BENTON HARBOR — A new partnership hopes to improve the technical assistance available to Native American entrepreneurs in Southwest Michigan so they can have an easier time turning their business ideas into new startups and access funding.
Chi Ishobak Inc., a Dowagiac-based Native community development financial institution (CDFI) launched by the Pokagon Band of Potawatomi Indians, had always provided technical assistance to tribal entrepreneurs as part of its suite of services, which are aimed at improving the financial capacity of tribal members.
The nonprofit lender is broadening and beefing up that small business technical assistance via a new partnership with the Women’s Business Center housed within the Cornerstone Alliance, a regional economic development organization for the southwestern corner of Michigan.
“I understand what I do here, I understand business 101, but I’m not going to pretend to understand every industry and what goes into business planning, financial projections, market analysis for those particular industries,” Chi Ishobak Executive Director Sean Winters told MiBiz.
◇ ◇ ◇ ◇ ◇
Study questions:
1. In the article on the Chi Ishobak partnership, rewrite the section from "The nonprofit lender" to "Winters told MiBiz.", changing "nonprofit lender" to "community lender".
2. Using the article on the Chi Ishobak partnership, decide whether each statement agrees with it: (a) Chi Ishobak is based in Dowagiac. (b) Chi Ishobak was launched by the Cornerstone Alliance. (c) Sean Winters is the executive director of the Cornerstone Alliance. Answer yes or no for each and quote the words that settle it.
3. According to the article on the Chi Ishobak partnership, which organization houses the Women's Business Center?

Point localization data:
◇ ◇ ◇ ◇ ◇
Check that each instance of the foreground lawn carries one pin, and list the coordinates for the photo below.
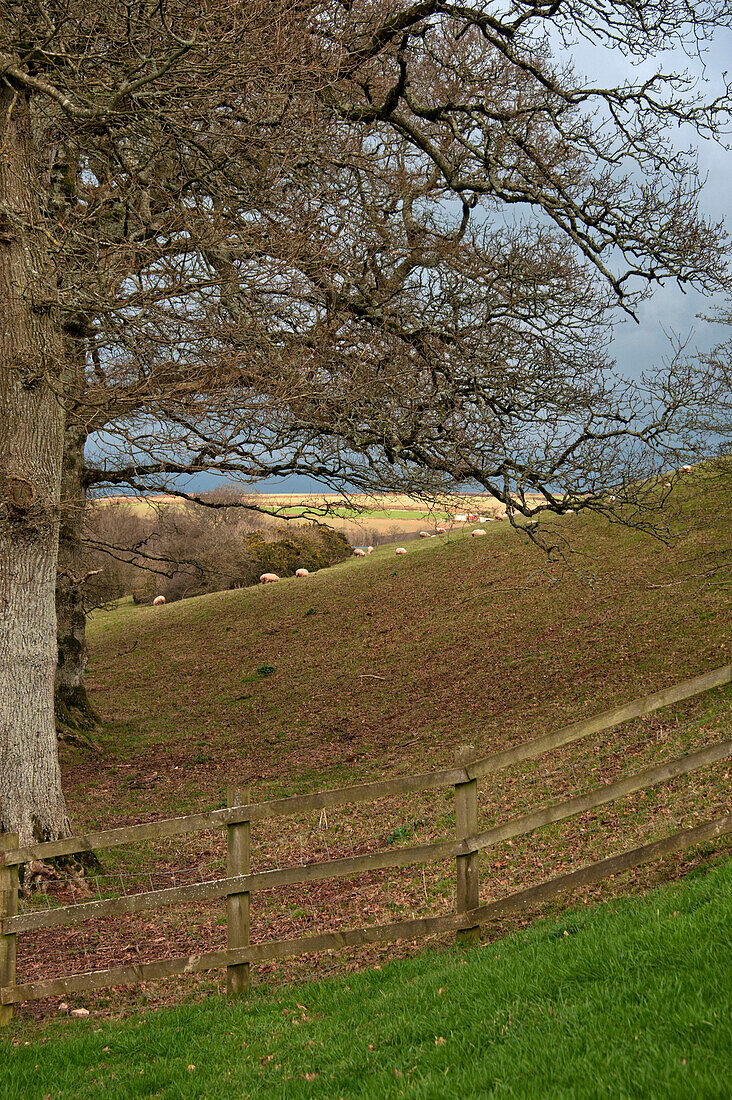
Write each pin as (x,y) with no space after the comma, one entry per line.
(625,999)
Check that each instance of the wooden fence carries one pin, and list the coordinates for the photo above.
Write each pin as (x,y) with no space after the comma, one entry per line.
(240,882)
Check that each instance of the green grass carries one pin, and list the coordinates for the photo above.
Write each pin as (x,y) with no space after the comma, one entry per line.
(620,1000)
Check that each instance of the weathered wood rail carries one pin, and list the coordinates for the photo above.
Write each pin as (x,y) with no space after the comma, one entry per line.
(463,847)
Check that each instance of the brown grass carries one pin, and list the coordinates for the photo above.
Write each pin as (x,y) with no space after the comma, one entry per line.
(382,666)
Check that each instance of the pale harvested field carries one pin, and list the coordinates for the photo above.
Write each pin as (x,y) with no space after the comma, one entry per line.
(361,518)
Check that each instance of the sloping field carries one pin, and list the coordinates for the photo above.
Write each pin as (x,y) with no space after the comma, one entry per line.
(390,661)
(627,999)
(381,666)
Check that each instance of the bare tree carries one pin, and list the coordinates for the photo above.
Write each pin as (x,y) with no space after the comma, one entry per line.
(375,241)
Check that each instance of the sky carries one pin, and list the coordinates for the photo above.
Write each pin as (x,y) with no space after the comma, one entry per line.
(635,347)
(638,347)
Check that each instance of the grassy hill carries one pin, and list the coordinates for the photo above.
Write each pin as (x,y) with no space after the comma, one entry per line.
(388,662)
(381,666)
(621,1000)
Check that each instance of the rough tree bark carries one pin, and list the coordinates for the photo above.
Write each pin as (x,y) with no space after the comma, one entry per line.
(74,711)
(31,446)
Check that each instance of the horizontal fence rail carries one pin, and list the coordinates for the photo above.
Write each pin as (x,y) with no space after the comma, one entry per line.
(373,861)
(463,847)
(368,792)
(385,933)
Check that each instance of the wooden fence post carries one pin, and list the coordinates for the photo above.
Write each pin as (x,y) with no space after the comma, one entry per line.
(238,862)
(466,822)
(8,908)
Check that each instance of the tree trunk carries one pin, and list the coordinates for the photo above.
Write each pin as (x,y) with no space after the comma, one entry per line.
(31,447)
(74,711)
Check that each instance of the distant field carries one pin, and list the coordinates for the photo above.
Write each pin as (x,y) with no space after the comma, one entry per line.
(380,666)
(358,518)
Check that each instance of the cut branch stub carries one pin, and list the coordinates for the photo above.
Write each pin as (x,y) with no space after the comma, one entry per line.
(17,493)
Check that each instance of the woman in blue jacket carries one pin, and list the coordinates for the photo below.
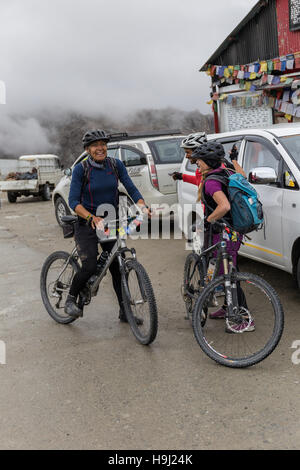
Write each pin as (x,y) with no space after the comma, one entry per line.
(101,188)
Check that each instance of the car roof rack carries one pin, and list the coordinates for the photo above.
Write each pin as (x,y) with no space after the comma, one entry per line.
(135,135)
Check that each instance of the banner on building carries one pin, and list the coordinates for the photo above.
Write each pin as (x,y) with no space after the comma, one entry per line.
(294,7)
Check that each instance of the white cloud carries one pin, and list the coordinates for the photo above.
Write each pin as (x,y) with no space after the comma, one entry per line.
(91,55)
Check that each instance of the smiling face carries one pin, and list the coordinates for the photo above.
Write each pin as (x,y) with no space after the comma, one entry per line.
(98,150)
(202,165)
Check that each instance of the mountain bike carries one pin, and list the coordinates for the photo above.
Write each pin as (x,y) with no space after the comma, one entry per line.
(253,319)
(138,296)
◇ ◇ ◇ ◇ ◇
Answers to this exercise:
1.
The community lender is broadening and beefing up that small business technical assistance via a new partnership with the Women’s Business Center housed within the Cornerstone Alliance, a regional economic development organization for the southwestern corner of Michigan.
“I understand what I do here, I understand business 101, but I’m not going to pretend to understand every industry and what goes into business planning, financial projections, market analysis for those particular industries,” Chi Ishobak Executive Director Sean Winters told MiBiz.

2.
(a) Yes: "a Dowagiac-based Native community development financial institution (CDFI)"
(b) No: "launched by the Pokagon Band of Potawatomi Indians"
(c) No: "Chi Ishobak Executive Director Sean Winters"

3. The Cornerstone Alliance, a regional economic development organization for the southwestern corner of Michigan.